## [Records provided]
⁂
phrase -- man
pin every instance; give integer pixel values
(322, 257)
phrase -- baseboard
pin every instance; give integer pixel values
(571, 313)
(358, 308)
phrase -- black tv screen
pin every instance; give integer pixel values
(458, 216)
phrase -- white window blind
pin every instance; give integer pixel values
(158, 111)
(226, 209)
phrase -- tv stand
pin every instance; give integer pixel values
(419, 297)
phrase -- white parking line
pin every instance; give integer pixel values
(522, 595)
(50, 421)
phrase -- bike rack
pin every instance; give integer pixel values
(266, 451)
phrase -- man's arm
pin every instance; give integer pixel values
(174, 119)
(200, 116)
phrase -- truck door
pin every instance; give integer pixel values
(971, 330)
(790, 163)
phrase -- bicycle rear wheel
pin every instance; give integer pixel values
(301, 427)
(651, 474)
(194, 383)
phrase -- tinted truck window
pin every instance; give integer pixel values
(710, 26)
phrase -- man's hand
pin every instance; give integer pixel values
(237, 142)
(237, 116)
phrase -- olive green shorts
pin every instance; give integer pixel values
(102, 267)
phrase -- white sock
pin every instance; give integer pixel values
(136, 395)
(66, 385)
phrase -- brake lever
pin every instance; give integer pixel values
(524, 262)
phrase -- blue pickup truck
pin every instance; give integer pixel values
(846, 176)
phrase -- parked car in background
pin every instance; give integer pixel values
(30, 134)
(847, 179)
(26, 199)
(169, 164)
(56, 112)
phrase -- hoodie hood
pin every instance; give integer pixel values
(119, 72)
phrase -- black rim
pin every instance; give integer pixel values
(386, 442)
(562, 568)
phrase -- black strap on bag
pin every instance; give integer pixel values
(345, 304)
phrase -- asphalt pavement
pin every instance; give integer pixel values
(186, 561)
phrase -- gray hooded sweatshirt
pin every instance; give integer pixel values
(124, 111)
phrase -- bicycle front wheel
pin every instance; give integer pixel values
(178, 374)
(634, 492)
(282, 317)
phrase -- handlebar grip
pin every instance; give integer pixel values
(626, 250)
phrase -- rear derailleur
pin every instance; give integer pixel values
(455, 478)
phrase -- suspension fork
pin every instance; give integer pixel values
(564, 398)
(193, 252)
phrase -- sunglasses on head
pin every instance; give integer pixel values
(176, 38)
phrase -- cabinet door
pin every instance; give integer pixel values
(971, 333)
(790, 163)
⁂
Copy down the material exactly as written.

## [Answer box]
phrase -- man
pin every instance; give integer pixel values
(322, 257)
phrase -- baseboard
pin every instance; give integer pixel values
(571, 313)
(358, 308)
phrase -- black tv screen
pin every instance; give integer pixel values
(458, 216)
phrase -- white window blind
pin every instance; give integer pixel values
(158, 111)
(226, 209)
phrase -- tv stand
pin every instance; give integer pixel values
(419, 297)
phrase -- white parking line
pin every instance; give integer pixel values
(522, 595)
(50, 421)
phrase -- bike rack
pin every instance; give integer pixel values
(266, 451)
phrase -- man's arm
pin every instance; give integer pixel values
(174, 119)
(200, 116)
phrase -- truck door
pin every instance; give integer pixel values
(971, 330)
(790, 163)
phrase -- bicycle rear wheel
pin every instance; give integer pixel values
(301, 427)
(651, 474)
(194, 383)
phrase -- tinted truck window
pin every instance; give integer pixel values
(710, 26)
phrase -- man's hand
pin every instance; give integer pixel values
(237, 142)
(237, 116)
phrase -- olive green shorts
pin every instance; give integer pixel values
(102, 267)
phrase -- white sock
pin every instance; give integer pixel values
(136, 395)
(66, 385)
phrase -- brake lever
pin every instance; give integer pixel values
(524, 262)
phrase -- blue pickup truck
pin every instance; give integer pixel values
(846, 176)
phrase -- parked car in background
pin every instance; give integer pixel values
(30, 134)
(847, 179)
(26, 199)
(169, 164)
(56, 112)
phrase -- hoodie hood
pin every instance; give integer pixel values
(119, 72)
phrase -- black rim
pin every instance; give integer pixel values
(386, 442)
(562, 568)
phrase -- black strap on bag
pin every instance; give integer pixel values
(345, 304)
phrase -- asphalt pavement
pin every instance; give integer pixel values
(186, 561)
phrase -- gray hooded sweatshirt
pin every instance; give integer pixel values
(124, 111)
phrase -- bicycle front wheel
pin every instance; give integer pixel values
(178, 374)
(634, 492)
(282, 317)
phrase -- handlebar grip
pin every instance; give integer pixel values
(626, 250)
phrase -- rear derailleur
pin every instance; give integer pixel values
(455, 478)
phrase -- suspension fork
pin every instance; give integer pixel values
(564, 398)
(193, 252)
phrase -- sunglasses on head
pin every instance; give integer pixel values
(176, 38)
phrase -- cabinet door
pin every instance; give integer pixel values
(971, 333)
(790, 163)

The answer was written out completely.